» **TEXT**
-- start --

The COPERT methodology is also part of the EMEP/CORINAIR Emission Inventory Guidebook. The Guidebook, developed by the UNECE Task Force on Emissions Inventories and Projections, is intended to support reporting under the UNECE Convention on Long-Range Transboundary Air Pollution and the EU directive on national emission limits. The COPERT methodology is fully consistent with the Road Transport chapter of the Guidebook. The use of a software tool to calculate road transport emissions allows for a transparent and standardized, hence consistent and comparable data collecting and emissions reporting procedure, in accordance with the requirements of international conventions and protocols and EU legislation.

== Features ==
- Calculation of Emissions from Road Transport
- Compilation of an emission inventory
- Calculation for different vehicle categories (passenger cars, light duty vehicles, heavy duty vehicles, mopeds and motorcycles)
- Pollutants covered:
  - major air pollutants (CO, NOx, VOC, PM, NH_{3}, SO_{2}, heavy metals)
  - greenhouse gas emissions (CO_{2}, N_{2}O, CH_{4})

-- end --

» **DATA SHOWN**
-- start --

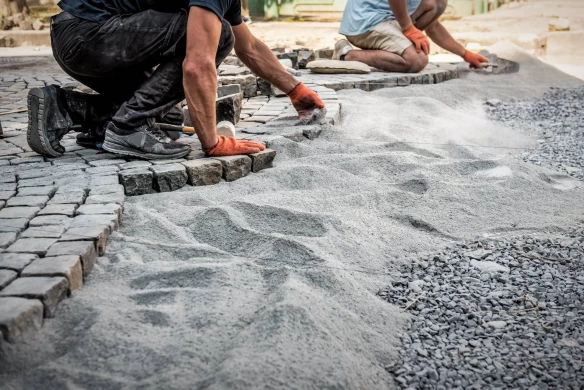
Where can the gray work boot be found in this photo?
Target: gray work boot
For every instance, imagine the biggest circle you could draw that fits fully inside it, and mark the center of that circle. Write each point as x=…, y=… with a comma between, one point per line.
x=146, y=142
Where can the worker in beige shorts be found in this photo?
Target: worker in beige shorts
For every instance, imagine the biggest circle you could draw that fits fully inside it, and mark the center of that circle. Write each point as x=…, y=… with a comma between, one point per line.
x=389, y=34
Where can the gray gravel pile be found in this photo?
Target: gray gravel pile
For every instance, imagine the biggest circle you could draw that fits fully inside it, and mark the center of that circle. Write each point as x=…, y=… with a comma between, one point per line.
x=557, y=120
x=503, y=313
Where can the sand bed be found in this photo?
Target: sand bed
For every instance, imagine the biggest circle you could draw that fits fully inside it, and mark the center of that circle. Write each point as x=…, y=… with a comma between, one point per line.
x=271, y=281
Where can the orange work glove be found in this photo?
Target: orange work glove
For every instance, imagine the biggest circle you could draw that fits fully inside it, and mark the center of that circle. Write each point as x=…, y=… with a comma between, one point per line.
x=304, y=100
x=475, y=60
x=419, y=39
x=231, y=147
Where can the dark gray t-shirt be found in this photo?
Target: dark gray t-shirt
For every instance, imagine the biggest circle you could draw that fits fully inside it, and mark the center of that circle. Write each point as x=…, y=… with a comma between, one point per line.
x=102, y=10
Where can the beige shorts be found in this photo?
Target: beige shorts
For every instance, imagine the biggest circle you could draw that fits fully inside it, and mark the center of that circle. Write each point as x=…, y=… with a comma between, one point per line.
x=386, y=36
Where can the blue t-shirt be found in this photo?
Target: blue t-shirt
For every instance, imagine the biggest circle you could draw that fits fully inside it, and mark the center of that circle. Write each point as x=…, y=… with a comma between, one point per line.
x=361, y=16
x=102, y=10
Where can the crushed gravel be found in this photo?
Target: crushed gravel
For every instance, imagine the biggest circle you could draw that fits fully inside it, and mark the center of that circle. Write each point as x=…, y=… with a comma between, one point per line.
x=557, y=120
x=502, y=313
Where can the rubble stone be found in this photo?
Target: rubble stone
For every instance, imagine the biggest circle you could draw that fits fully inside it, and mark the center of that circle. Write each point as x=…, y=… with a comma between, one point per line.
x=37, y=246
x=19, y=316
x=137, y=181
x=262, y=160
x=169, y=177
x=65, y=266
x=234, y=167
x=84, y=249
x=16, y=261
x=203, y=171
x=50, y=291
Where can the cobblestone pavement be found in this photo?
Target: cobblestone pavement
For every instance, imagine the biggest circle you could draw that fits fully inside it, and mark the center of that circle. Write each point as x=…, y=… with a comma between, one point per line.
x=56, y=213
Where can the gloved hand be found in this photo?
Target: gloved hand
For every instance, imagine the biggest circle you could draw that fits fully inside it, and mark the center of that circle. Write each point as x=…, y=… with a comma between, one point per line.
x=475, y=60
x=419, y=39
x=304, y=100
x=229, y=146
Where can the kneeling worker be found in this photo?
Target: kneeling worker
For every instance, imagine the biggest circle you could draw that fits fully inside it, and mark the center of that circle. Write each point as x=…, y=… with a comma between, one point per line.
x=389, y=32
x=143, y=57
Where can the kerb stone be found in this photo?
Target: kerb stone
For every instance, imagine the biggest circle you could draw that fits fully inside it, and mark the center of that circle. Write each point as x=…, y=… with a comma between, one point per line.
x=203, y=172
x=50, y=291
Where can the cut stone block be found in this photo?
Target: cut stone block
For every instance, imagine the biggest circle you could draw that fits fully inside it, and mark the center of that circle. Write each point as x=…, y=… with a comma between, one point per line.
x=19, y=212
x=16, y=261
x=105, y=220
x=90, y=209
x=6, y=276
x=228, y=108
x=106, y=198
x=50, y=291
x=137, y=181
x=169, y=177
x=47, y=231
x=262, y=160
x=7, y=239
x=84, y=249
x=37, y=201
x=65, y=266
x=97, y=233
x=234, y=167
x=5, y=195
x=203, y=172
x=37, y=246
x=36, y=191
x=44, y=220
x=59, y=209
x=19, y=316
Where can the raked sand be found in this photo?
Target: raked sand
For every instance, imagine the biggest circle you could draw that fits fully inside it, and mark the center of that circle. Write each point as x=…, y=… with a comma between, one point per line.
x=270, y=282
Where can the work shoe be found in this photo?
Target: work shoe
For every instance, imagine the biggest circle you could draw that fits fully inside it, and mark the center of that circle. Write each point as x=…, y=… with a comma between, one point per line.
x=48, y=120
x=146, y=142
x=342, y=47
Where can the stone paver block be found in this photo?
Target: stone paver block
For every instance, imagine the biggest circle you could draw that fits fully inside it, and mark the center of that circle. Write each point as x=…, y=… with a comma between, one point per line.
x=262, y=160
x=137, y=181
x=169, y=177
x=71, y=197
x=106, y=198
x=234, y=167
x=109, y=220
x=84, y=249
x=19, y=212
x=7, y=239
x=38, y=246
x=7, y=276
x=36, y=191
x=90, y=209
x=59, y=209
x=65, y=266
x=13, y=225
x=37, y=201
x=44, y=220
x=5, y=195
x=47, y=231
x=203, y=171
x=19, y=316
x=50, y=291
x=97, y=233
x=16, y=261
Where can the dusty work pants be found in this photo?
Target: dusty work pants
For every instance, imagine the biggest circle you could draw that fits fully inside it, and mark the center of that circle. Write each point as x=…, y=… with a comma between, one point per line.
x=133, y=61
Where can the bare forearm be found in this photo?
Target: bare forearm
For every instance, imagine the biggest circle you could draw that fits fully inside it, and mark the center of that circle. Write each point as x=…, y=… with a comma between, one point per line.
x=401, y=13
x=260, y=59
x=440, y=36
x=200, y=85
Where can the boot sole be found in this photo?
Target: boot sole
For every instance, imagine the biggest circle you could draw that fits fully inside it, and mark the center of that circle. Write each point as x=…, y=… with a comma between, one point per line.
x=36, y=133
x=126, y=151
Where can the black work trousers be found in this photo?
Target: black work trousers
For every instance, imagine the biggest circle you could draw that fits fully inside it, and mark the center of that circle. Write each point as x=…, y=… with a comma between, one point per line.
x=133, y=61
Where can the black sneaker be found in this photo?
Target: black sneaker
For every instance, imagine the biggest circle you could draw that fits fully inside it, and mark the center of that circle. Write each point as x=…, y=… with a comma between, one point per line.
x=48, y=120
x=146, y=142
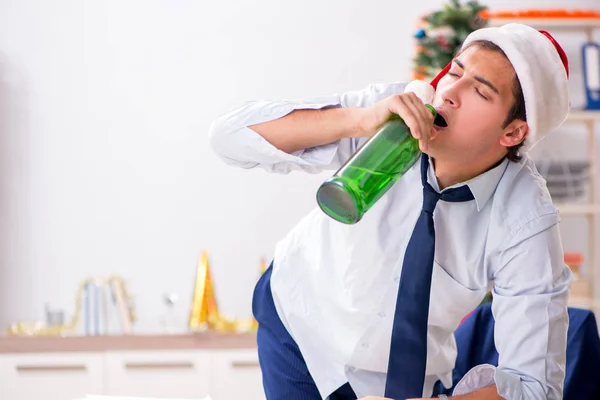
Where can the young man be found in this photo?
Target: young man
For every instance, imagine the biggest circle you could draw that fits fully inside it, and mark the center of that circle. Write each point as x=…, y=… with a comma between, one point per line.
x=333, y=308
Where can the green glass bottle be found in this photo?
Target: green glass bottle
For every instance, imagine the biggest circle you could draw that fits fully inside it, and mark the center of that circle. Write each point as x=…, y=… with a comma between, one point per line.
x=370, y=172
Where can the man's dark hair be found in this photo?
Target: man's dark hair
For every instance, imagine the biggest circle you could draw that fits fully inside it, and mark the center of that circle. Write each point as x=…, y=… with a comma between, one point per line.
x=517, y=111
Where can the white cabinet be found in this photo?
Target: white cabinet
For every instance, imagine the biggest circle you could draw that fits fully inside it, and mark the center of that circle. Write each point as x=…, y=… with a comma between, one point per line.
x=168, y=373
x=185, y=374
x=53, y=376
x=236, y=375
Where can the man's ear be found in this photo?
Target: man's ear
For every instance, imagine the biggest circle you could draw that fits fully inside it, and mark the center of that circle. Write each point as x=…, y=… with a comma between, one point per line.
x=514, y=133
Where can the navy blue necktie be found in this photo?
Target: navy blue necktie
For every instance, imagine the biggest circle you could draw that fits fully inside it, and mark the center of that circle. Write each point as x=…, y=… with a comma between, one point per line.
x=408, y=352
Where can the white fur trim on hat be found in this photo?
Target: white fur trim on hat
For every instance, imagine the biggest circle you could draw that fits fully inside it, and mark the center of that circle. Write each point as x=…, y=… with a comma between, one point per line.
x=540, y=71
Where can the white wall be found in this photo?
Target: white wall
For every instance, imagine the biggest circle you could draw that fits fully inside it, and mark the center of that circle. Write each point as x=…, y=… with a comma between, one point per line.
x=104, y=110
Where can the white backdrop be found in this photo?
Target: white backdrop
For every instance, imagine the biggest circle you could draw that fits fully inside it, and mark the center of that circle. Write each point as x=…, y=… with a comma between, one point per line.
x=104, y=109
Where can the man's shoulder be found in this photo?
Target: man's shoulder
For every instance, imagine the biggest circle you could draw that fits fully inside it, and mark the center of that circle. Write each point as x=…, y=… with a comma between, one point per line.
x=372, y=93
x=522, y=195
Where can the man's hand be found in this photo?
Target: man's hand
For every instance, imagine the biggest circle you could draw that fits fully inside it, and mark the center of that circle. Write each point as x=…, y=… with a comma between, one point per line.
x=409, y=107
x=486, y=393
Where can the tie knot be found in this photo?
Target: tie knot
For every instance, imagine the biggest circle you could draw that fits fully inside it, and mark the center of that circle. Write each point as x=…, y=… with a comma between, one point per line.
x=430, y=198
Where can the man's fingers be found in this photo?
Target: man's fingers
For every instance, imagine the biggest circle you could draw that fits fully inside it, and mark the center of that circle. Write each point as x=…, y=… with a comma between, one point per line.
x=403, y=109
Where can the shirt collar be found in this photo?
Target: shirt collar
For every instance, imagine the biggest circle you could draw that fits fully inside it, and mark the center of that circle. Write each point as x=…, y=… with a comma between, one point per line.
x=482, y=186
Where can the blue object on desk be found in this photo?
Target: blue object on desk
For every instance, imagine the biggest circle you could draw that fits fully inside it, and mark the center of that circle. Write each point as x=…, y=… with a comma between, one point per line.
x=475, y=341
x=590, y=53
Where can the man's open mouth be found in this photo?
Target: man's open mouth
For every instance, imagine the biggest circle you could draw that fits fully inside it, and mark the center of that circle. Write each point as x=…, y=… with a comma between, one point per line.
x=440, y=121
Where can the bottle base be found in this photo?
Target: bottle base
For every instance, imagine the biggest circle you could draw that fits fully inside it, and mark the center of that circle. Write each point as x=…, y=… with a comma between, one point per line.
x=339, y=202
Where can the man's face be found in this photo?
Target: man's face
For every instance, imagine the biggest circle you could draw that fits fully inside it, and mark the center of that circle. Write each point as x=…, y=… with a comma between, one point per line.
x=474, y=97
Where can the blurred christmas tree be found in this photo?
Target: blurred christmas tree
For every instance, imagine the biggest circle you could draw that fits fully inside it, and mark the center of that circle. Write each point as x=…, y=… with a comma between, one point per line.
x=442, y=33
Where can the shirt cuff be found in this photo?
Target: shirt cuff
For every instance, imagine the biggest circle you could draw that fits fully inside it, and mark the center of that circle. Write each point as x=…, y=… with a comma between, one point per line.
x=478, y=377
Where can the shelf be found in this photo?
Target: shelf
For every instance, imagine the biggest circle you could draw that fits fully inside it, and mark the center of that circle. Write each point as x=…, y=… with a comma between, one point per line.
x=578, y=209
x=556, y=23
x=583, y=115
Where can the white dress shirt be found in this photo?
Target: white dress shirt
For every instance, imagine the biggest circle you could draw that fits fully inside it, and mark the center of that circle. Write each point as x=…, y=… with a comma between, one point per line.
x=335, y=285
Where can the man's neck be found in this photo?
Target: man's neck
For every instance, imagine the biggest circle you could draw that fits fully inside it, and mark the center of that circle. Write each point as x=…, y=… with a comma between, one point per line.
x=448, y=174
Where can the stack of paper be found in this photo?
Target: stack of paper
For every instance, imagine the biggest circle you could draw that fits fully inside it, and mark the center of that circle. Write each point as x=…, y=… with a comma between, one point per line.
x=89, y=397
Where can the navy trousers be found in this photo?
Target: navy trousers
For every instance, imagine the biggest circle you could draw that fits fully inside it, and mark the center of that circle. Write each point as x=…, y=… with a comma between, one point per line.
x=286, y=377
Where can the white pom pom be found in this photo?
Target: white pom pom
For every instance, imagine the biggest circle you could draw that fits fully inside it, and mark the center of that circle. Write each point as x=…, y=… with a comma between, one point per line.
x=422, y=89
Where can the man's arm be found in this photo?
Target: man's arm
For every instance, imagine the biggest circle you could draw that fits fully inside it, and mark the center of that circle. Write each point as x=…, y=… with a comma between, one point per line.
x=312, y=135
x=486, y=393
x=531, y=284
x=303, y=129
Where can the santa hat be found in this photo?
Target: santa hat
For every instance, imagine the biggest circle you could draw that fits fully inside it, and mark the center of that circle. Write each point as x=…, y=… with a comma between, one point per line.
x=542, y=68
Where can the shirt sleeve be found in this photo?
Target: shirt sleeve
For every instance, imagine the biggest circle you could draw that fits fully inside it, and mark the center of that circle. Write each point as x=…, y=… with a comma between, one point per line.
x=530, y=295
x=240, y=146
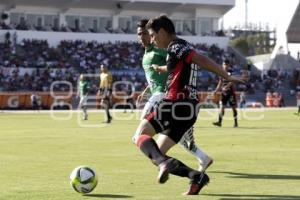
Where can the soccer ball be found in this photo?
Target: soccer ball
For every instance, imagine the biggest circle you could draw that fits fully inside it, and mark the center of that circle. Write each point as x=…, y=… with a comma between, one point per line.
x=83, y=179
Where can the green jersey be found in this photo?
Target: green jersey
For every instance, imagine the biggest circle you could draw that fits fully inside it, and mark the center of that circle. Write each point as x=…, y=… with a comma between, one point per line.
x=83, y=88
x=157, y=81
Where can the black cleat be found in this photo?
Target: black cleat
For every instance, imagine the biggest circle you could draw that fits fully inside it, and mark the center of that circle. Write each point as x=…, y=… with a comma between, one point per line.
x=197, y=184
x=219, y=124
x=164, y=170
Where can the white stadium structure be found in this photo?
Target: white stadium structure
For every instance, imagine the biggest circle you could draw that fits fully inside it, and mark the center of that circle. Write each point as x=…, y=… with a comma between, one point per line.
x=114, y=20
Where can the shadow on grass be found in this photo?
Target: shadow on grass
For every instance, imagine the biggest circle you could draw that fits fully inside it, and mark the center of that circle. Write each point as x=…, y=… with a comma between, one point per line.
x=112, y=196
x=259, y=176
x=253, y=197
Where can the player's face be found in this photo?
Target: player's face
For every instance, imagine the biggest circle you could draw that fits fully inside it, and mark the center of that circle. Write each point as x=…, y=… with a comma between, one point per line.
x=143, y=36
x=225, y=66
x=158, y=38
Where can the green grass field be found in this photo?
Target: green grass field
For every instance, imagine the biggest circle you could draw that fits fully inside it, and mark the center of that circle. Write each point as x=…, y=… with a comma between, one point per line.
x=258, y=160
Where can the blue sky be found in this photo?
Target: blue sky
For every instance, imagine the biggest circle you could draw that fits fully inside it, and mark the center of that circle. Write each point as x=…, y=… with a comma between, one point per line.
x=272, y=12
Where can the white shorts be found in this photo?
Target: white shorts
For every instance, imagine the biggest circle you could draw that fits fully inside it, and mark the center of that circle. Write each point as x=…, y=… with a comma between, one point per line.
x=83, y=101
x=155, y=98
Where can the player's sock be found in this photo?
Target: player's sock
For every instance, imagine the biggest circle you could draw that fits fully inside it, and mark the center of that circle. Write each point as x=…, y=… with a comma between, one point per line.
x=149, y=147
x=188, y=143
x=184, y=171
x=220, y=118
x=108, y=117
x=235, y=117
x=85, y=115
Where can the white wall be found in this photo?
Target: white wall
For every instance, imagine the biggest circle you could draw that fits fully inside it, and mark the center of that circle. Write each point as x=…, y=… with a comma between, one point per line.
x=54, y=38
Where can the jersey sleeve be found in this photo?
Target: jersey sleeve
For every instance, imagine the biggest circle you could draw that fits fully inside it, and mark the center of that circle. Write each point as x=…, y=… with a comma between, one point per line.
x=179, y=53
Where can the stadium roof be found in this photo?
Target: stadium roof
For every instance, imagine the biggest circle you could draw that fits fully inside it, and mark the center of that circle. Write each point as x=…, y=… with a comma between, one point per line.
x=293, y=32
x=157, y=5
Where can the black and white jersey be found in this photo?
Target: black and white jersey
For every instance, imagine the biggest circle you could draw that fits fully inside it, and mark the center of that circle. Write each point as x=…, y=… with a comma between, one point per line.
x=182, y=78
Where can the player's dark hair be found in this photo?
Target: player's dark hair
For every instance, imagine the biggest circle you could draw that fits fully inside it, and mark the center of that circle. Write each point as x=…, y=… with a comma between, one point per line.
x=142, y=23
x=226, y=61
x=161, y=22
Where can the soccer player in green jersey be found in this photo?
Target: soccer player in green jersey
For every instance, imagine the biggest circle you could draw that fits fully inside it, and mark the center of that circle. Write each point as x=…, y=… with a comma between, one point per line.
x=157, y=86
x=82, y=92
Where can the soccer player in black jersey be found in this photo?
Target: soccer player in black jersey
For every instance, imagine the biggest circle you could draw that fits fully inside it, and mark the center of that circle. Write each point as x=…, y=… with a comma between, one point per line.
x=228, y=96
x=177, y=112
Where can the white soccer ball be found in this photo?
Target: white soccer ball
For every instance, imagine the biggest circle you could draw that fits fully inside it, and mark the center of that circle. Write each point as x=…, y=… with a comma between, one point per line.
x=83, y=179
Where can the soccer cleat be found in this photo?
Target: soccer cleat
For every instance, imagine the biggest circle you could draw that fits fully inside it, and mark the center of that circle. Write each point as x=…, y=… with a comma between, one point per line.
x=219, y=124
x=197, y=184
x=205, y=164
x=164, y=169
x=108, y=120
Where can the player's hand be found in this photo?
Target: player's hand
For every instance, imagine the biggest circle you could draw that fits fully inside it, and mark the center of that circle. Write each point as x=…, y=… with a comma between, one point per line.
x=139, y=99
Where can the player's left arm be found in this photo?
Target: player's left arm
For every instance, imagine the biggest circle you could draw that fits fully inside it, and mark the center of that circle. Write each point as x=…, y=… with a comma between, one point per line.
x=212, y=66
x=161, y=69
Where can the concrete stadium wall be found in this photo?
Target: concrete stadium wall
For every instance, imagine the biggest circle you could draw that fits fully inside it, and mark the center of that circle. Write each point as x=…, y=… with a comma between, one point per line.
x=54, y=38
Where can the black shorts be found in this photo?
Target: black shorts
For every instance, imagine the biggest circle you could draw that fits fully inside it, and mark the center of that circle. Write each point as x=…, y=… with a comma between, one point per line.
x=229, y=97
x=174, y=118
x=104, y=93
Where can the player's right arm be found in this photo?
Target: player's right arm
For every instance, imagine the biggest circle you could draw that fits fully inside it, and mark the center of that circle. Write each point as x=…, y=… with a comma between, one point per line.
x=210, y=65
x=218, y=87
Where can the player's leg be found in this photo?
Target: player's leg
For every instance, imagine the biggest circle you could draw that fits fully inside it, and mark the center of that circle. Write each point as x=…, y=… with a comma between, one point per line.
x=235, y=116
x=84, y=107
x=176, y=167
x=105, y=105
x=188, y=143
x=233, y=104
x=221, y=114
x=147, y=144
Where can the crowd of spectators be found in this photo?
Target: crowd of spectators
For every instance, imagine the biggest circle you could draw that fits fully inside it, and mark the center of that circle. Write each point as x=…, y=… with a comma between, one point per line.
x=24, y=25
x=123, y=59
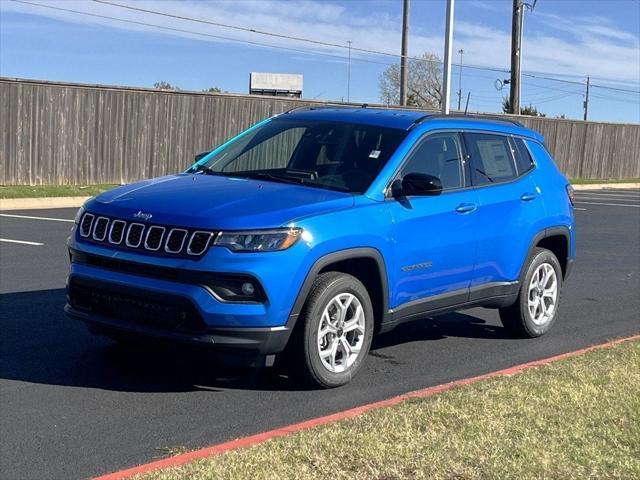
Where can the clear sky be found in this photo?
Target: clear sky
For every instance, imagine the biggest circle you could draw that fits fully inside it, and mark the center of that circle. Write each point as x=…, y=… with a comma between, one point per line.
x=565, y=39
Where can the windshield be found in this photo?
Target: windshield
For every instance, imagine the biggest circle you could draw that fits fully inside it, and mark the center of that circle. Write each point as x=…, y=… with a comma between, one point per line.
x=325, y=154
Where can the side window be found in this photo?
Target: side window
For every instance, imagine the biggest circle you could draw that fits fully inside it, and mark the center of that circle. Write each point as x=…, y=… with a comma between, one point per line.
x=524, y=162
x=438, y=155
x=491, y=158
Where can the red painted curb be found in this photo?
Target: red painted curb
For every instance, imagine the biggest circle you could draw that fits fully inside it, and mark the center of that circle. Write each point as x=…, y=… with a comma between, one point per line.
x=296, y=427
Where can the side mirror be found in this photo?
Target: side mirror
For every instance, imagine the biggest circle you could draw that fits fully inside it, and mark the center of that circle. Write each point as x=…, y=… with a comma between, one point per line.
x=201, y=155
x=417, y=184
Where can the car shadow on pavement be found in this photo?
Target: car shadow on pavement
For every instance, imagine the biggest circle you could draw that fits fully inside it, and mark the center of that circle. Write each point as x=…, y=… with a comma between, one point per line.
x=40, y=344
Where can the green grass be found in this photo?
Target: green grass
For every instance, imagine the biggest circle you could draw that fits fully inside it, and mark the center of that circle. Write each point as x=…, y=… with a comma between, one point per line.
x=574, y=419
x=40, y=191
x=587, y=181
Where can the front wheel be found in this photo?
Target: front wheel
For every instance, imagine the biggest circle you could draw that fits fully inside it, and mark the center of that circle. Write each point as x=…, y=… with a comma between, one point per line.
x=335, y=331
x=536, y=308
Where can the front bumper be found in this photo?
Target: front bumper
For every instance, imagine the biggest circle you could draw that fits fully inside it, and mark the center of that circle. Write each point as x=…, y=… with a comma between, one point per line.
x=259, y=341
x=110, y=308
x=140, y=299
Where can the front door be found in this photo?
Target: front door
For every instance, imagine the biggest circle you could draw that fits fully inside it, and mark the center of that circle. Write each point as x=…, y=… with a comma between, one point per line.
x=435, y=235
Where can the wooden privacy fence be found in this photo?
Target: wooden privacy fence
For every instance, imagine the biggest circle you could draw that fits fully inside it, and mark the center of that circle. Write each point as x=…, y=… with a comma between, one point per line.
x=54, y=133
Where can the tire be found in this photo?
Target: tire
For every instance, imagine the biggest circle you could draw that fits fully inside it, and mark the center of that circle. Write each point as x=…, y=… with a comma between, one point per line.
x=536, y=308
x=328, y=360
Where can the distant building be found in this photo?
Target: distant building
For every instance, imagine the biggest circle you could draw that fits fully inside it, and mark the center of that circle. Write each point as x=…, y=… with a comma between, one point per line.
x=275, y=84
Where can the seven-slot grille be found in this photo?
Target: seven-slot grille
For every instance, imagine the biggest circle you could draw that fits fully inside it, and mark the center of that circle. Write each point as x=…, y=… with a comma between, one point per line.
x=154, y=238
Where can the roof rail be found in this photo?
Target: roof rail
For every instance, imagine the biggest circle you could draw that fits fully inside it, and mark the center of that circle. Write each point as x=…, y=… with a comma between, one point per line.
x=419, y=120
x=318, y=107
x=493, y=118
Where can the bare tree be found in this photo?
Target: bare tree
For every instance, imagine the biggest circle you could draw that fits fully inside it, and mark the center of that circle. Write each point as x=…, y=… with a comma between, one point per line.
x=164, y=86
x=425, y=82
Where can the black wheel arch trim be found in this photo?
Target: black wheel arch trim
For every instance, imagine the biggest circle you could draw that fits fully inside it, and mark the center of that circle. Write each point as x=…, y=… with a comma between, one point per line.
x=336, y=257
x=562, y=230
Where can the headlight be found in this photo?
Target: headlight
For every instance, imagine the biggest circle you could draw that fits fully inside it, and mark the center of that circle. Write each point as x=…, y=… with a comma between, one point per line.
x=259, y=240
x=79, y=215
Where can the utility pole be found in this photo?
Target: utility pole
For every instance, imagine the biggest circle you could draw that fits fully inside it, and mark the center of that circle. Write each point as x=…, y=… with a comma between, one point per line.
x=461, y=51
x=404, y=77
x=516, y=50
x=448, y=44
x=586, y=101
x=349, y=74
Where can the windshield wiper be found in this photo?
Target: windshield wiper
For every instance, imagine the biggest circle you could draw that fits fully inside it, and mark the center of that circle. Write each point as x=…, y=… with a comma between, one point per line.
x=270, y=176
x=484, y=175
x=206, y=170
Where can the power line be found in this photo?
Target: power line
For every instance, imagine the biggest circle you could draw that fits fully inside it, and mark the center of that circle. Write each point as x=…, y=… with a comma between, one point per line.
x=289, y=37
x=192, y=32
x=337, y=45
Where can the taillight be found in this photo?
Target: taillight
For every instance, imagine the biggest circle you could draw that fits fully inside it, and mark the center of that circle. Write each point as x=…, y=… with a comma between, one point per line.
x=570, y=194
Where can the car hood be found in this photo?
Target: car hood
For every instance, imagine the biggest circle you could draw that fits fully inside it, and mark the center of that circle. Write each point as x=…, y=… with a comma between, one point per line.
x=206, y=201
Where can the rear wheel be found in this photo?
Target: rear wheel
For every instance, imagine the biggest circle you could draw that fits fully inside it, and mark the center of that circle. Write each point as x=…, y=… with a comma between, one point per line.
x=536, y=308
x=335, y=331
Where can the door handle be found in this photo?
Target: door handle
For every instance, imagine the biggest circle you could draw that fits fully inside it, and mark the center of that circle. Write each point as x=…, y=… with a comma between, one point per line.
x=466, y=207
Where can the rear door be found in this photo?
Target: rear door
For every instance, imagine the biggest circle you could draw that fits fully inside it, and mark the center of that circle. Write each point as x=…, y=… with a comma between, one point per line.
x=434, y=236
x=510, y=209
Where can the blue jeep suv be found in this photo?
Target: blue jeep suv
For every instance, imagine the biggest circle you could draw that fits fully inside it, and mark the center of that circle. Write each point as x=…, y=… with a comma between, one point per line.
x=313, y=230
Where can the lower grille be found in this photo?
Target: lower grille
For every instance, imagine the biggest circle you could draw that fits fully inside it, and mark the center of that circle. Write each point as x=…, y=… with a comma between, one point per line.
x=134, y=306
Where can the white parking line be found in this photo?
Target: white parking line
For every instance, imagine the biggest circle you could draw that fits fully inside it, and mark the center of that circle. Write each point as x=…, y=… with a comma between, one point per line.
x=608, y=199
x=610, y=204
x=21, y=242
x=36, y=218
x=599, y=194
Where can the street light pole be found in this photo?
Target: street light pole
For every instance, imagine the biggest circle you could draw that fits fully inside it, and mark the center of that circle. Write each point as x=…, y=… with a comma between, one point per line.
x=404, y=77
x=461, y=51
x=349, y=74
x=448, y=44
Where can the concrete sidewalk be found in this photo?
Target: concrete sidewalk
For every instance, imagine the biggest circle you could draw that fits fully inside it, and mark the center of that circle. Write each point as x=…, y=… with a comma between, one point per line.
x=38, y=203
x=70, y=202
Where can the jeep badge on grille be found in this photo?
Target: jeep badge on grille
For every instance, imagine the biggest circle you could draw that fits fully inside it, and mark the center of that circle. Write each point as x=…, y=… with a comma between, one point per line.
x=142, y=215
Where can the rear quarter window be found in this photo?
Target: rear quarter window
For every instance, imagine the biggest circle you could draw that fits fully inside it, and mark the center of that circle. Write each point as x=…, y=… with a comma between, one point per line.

-- end --

» **EXERCISE REQUIREMENTS**
**1.** Reproduce the COPERT text in full, word for word.
**2.** Identify each line of the listing that contains the string "backdrop", and copy those lines out. Matching is case-sensitive.

» **SOLUTION SET**
**1.**
The COPERT methodology is also part of the EMEP/CORINAIR Emission Inventory Guidebook. The Guidebook, developed by the UNECE Task Force on Emissions Inventories and Projections, is intended to support reporting under the UNECE Convention on Long-Range Transboundary Air Pollution and the EU directive on national emission limits. The COPERT methodology is fully consistent with the Road Transport chapter of the Guidebook. The use of a software tool to calculate road transport emissions allows for a transparent and standardized, hence consistent and comparable data collecting and emissions reporting procedure, in accordance with the requirements of international conventions and protocols and EU legislation.

== Features ==
- Calculation of Emissions from Road Transport
- Compilation of an emission inventory
- Calculation for different vehicle categories (passenger cars, light duty vehicles, heavy duty vehicles, mopeds and motorcycles)
- Pollutants covered:
  - major air pollutants (CO, NOx, VOC, PM, NH_{3}, SO_{2}, heavy metals)
  - greenhouse gas emissions (CO_{2}, N_{2}O, CH_{4})

**2.**
Where can the white backdrop be found in this photo?
Target: white backdrop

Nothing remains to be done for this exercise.